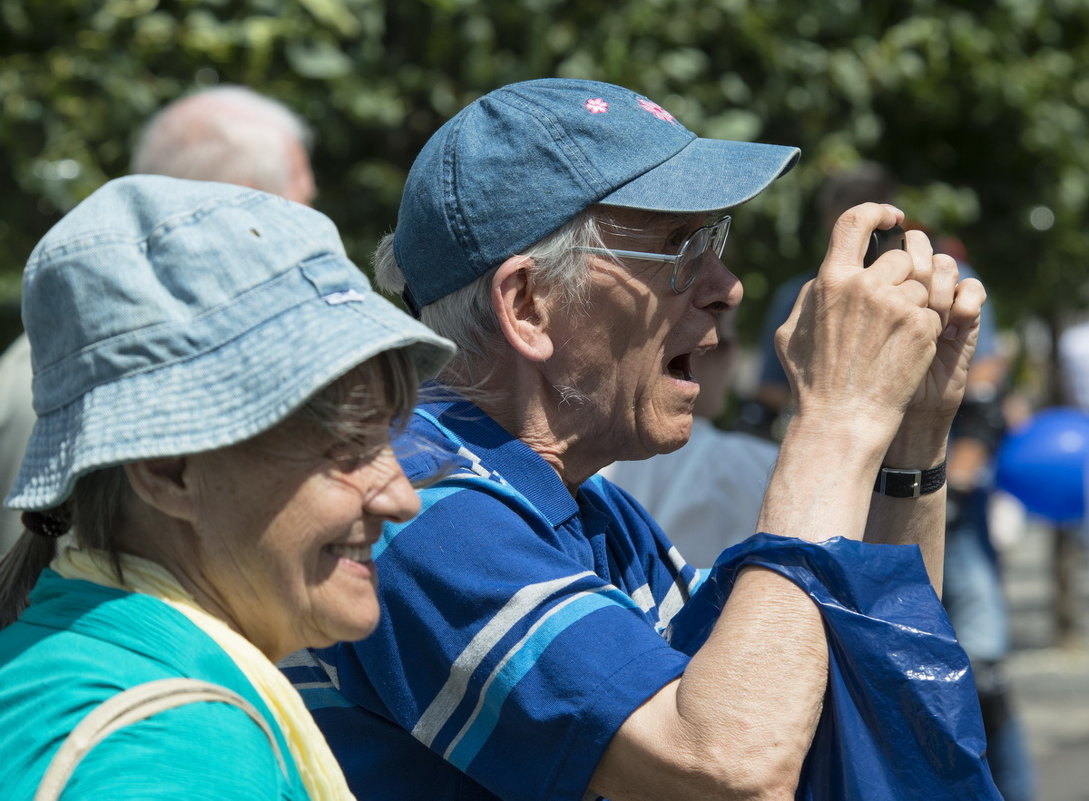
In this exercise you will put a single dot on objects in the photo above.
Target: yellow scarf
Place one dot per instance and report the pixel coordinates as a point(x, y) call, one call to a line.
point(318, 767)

==

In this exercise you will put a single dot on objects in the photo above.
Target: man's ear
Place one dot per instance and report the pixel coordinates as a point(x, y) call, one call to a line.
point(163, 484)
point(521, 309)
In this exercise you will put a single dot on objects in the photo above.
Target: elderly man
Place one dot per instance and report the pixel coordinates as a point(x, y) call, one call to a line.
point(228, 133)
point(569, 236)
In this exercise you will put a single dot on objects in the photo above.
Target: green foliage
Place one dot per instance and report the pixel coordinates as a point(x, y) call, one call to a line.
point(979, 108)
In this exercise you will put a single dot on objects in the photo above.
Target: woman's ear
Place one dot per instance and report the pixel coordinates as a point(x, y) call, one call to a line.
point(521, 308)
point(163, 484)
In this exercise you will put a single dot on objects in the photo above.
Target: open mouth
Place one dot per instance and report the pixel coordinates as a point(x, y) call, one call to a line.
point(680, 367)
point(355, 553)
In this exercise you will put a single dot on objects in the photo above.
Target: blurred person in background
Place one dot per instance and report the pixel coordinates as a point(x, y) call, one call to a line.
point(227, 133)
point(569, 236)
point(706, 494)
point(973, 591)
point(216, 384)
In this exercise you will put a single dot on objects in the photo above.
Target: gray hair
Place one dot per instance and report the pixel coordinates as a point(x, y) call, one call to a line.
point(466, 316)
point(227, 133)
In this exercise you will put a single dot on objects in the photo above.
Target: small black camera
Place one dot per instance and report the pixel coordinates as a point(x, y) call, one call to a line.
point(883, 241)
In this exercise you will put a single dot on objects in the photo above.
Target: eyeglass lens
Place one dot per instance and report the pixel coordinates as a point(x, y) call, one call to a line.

...

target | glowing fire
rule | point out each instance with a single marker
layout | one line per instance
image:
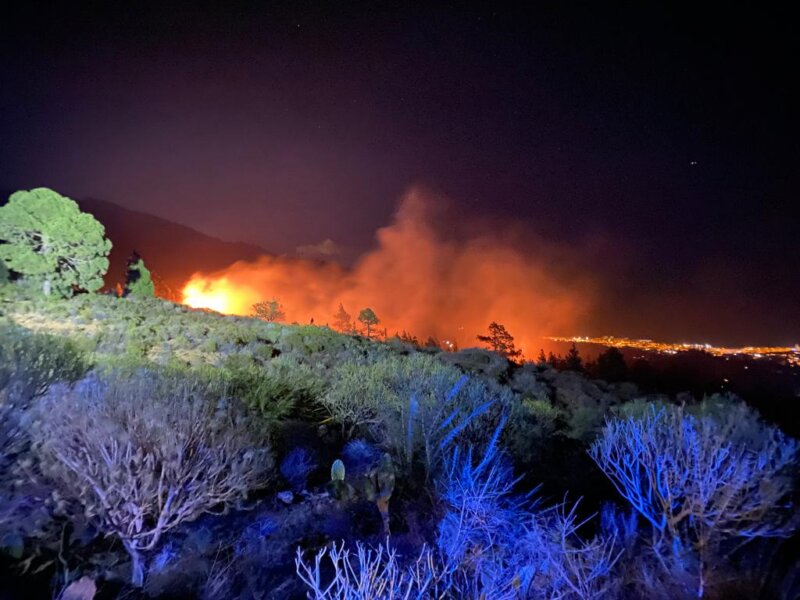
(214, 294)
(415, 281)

- [What you should do]
Copy exactly the stretch of data above from the line with "Target: elderly man" through the line with "Target: woman's ear", and omit all other lines.

- [Solution to this exercise]
Target: elderly man
Place one dot per instance and report the pixel coordinates as a point(x, y) call, one call to a line.
point(228, 133)
point(569, 236)
In this exercise you will put a single dot on objects in the photo above.
Target: green foliage
Place one dot per instance and report the pixel coordinates as a point(x, y) call, one call to a line.
point(979, 108)
In this exercise you will put a single dot on objects in the photo above.
Target: woman's ear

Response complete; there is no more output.